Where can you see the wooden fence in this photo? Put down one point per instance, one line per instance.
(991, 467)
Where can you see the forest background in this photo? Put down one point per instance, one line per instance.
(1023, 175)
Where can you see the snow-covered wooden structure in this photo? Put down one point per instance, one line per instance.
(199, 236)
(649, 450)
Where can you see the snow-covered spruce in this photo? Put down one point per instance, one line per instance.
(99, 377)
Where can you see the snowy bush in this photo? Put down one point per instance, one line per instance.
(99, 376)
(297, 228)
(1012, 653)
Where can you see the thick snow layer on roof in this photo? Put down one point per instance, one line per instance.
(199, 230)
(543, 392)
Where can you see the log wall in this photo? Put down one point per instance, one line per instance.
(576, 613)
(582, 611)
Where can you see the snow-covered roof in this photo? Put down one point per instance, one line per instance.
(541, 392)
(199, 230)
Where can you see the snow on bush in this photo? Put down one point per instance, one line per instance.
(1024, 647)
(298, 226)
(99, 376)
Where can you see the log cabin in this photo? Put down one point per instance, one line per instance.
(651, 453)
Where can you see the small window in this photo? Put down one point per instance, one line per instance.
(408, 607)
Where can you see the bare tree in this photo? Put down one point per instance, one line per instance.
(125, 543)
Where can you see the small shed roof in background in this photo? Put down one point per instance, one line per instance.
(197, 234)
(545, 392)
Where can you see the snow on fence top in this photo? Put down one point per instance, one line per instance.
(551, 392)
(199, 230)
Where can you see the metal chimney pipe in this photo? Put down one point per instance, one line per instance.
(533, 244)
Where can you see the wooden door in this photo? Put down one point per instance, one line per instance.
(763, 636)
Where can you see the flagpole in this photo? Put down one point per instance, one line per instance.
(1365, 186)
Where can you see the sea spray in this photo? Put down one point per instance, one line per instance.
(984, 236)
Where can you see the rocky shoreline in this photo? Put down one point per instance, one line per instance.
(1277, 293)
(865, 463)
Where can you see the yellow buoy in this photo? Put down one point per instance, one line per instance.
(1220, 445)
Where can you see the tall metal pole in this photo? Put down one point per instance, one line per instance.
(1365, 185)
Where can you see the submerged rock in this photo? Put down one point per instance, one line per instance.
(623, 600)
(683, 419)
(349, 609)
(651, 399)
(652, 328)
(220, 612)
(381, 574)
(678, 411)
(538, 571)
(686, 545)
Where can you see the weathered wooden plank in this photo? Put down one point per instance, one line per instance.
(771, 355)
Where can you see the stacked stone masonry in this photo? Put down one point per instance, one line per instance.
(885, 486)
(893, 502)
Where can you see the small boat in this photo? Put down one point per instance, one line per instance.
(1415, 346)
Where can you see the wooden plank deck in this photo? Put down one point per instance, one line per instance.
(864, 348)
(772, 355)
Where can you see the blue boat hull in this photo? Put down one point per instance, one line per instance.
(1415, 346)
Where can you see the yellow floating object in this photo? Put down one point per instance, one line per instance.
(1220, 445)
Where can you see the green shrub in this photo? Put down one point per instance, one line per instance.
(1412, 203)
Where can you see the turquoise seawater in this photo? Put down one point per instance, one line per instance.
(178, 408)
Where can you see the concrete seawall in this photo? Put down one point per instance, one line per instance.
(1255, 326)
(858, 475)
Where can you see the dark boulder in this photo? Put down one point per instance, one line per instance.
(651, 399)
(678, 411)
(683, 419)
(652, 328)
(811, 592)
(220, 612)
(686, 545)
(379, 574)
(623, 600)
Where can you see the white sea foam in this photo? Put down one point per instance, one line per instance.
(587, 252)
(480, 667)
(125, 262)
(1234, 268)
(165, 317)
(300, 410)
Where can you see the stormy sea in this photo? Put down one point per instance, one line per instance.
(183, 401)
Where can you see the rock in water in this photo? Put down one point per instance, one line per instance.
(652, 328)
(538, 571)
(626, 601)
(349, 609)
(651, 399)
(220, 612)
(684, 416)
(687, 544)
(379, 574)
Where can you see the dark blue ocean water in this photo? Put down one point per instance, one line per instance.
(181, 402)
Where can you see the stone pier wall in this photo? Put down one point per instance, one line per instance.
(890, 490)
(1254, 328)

WRITTEN REQUEST
Render the part of the records that opens with the line containing "Where can you see the rocky" and closes with the line containing "(1365, 185)", both lines included, as a two-column CSV with the columns text and answer. Give one row per record, with each field in quotation marks and any line breaks replaced by spaces.

SOLUTION TO THIS EXERCISE
text,answer
"Where can you see the rocky shoreline in this photo? Put down one point per instance, one line per instance.","(1277, 293) (865, 463)"
"Where can you see the yellow buoy in this photo? Put down one point per instance, one line per instance.","(1220, 445)"
"Where can you see the tall metal pole in this photo? Put down one point per instance, one line per instance.","(1365, 185)"